Biliopancreatic Diversion (BPD)
This operation creates an impairment of nutrient absorption as the primary factor in weight loss. This is done by removing about 2/3 of the stomach, and arranging the small intestine so that the section where food mixes with digestive juices is fairly short.
This procedure has two components. A limited gastrectomy results in reduction of oral intake, inducing weight loss, especially during the first postoperative year.
The second component of the operation, construction of a long limb Roux-en-Y anastomosis with a short common "alimentary" channel of 50 cms length. This creates a significant malabsorptive component which acts to maintain weight loss long term.
Weight loss in obese patients after BPD is mainly due to lipid malabsorbtion.
Recently published long term results of this operation, reporting 72% excess body weight loss maintained for 18 years.
From the patient's perspective, the great advantages of this operation are the ability to eat large quantities of food and still achieve excellent, long term weight loss results.

Saved data entries:
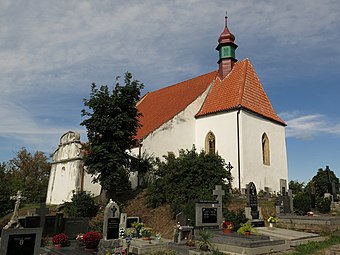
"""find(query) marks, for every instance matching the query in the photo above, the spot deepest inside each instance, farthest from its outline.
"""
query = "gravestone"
(253, 211)
(42, 211)
(111, 221)
(123, 220)
(131, 220)
(209, 213)
(14, 222)
(76, 225)
(24, 241)
(284, 204)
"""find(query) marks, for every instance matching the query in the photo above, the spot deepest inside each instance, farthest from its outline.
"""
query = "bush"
(91, 239)
(237, 217)
(301, 203)
(323, 204)
(60, 239)
(82, 205)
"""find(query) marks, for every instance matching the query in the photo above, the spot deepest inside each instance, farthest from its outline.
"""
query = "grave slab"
(293, 237)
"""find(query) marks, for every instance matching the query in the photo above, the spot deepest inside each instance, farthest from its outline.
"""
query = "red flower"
(91, 239)
(228, 225)
(60, 239)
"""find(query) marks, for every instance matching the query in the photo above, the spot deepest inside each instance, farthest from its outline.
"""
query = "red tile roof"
(162, 105)
(240, 88)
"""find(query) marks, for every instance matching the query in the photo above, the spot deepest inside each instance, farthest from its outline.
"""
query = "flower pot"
(227, 231)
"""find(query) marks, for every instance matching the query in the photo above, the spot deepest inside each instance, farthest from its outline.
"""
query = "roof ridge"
(244, 82)
(185, 81)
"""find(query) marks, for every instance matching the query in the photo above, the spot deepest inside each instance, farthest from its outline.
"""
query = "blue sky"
(51, 52)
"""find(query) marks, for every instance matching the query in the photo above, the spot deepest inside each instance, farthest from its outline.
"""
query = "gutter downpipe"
(238, 148)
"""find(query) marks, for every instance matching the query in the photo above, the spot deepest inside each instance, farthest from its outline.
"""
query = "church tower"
(226, 48)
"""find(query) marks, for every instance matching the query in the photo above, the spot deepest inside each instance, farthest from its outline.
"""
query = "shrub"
(237, 217)
(302, 203)
(323, 204)
(82, 205)
(91, 239)
(60, 239)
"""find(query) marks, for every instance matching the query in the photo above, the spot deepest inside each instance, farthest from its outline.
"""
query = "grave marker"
(20, 241)
(111, 221)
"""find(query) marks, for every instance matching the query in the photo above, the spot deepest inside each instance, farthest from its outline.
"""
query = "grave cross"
(14, 222)
(229, 167)
(42, 211)
(219, 192)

(WORK INSTRUCTION)
Carry forward the passage on biliopancreatic diversion, beginning after its final sentence about the advantages of the operation from the patient's perspective.

(EXERCISE RESULT)
Disadvantages of the procedure are the association with loose stools, stomal ulcers, and foul smelling stools and flatus. The most serious potential complication is protein malnutrition, which is associated with hypoalbuminemia, anemia, edema, asthenia, alopecia, generally requires hospitalization and 2 - 3 weeks hyperalimentation. BPD patients need to take supplemental calcium and vitamins, particularly Vitamin D, lifelong. Because of this potential for significant complications, BPD patients require lifelong follow-up.
BilioPancreatic Diversion with Duodenal Switch
a combination of BPD and the duodenal switch, developed a hybrid operation with the advantages of the BPD but without some of the associated problems.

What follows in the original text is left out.